* **Exercise description**: Would you please retype the records that follow, word for word?
»»
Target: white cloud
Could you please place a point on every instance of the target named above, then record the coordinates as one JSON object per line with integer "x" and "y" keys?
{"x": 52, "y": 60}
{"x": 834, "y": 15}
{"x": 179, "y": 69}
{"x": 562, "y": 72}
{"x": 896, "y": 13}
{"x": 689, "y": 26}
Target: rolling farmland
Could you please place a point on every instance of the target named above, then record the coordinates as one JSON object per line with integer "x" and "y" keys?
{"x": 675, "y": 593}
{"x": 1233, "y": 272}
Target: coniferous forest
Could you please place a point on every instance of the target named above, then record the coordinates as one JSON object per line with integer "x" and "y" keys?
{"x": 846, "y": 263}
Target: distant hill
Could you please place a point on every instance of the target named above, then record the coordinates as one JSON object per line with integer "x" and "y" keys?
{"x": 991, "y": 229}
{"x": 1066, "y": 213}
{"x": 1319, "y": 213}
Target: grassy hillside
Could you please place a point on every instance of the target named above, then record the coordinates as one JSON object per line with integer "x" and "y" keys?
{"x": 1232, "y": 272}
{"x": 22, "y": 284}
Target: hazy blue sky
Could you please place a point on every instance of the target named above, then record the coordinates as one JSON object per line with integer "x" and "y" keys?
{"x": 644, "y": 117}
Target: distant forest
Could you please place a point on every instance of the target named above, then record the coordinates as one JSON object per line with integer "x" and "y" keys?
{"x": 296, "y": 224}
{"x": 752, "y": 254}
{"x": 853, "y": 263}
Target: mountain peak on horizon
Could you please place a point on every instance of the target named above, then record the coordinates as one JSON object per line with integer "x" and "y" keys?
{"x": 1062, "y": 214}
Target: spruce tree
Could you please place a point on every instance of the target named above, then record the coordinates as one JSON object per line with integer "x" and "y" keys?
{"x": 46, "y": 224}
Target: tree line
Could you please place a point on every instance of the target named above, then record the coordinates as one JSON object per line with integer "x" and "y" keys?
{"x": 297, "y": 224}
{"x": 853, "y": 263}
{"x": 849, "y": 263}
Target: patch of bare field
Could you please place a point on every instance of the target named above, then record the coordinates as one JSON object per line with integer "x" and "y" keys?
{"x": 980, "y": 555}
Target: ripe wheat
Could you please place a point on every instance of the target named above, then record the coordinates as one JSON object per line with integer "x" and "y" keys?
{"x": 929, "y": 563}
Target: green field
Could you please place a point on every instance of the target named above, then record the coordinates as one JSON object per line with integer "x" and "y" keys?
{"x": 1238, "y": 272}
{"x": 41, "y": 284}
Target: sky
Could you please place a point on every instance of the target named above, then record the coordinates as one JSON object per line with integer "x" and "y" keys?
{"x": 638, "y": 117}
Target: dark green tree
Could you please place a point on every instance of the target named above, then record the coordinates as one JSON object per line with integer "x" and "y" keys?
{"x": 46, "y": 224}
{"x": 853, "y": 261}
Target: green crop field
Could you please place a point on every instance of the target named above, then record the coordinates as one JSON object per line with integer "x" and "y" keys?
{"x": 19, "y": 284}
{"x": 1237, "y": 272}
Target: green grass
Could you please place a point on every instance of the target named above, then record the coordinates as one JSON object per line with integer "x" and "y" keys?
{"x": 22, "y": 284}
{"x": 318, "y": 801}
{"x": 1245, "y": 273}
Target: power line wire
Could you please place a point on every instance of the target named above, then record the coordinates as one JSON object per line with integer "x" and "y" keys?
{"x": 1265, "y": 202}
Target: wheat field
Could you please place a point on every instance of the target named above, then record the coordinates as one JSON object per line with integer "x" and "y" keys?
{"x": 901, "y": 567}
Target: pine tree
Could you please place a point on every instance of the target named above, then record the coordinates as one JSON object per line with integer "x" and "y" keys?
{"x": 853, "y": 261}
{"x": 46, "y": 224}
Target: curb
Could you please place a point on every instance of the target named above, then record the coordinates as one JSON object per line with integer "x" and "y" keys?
««
* **Exercise result**:
Target: white cloud
Could you please place a point on every instance of the target named above, then record the coordinates as one JSON object per line with integer "x" and "y" keys?
{"x": 52, "y": 60}
{"x": 834, "y": 15}
{"x": 179, "y": 69}
{"x": 562, "y": 72}
{"x": 896, "y": 13}
{"x": 689, "y": 26}
Target: rolling farmland
Could you please place a point on every instance of the target named above, then record the coordinates as one JSON object per line with integer "x" and "y" keys?
{"x": 675, "y": 593}
{"x": 1233, "y": 272}
Target: coniferous forest
Could you please place a point on every instance of the target named above, then record the coordinates as one JSON object per line with integer "x" and "y" keys?
{"x": 846, "y": 263}
Target: distant hill
Could you please place a point on every instance of the target named above, then record the coordinates as one JSON object per line with integer "x" and "y" keys?
{"x": 991, "y": 229}
{"x": 1066, "y": 213}
{"x": 1319, "y": 213}
Target: grassy hillside
Could you please place a point on every instance of the target named above, then record the coordinates as one JSON object per line with integer "x" and "y" keys?
{"x": 1232, "y": 272}
{"x": 22, "y": 284}
Target: hazy blue sky
Could you please place a point on every instance of the target named above, then record the coordinates as one JSON object per line with integer "x" and "y" keys?
{"x": 644, "y": 117}
Target: distant forest
Could you please place a point on every instance of the target named above, then record the coordinates as one JSON object per line with integer "x" and "y" keys?
{"x": 296, "y": 224}
{"x": 752, "y": 254}
{"x": 853, "y": 263}
Target: mountain peak on horizon
Could you please place a point on every instance of the target named above, then record the coordinates as one JSON object per line with integer "x" and "y" keys?
{"x": 1062, "y": 214}
Target: spruce tree
Could you please place a point on every instance of the target named above, then record the coordinates as one JSON object per line with integer "x" and "y" keys?
{"x": 46, "y": 224}
Target: tree line
Could you please place a point on every instance of the target named above, then record the coordinates as one JSON object per line with integer "x" and "y" keys?
{"x": 297, "y": 224}
{"x": 853, "y": 263}
{"x": 849, "y": 263}
Target: patch of bare field
Could you please place a point on every instance of the target named above, then record the coordinates as one JSON object per line with integer "x" and "y" keys?
{"x": 980, "y": 555}
Target: ripe wheat
Could you please place a point on every instance of the target named above, then record the coordinates as one JSON object per line with integer "x" and "y" keys?
{"x": 929, "y": 563}
Target: green field
Could you please place a point on every instance of the target named above, then record the coordinates as one JSON object per line with integer "x" and "y" keys?
{"x": 1238, "y": 272}
{"x": 41, "y": 284}
Target: sky
Could you please place a point on every instance of the target named above, then record the coordinates as one JSON object per line with integer "x" and "y" keys?
{"x": 638, "y": 117}
Target: dark green tree
Could you please place a point on every instance of the target named above, then record the coordinates as one JSON object per line with integer "x" and "y" keys?
{"x": 46, "y": 224}
{"x": 853, "y": 261}
Target: green crop field
Could you please place a point on every instance of the target named above, then record the coordinates as one JSON object per line with integer "x" and "y" keys?
{"x": 19, "y": 284}
{"x": 1237, "y": 272}
Target: green grass
Could you please place a point on every instance of the target named above, then record the coordinates as one JSON object per line with integer "x" and "y" keys?
{"x": 22, "y": 284}
{"x": 318, "y": 801}
{"x": 1245, "y": 273}
Target: power line wire
Could you please place a point on every instance of the target named above, then record the coordinates as one JSON object per line with integer "x" and "y" keys?
{"x": 1265, "y": 202}
Target: wheat field
Could you please place a point on every instance of the target named above, then record the coordinates as one JSON object per line with integer "x" and "y" keys?
{"x": 901, "y": 567}
Target: pine tree
Could you please place a point on every instance of the target named above, then record the coordinates as one JSON object per line with integer "x" and "y" keys?
{"x": 853, "y": 261}
{"x": 46, "y": 224}
Target: curb
Could you please place a point on every instance of the target named above, then record the coordinates as one JSON object per line with integer "x" and "y" keys?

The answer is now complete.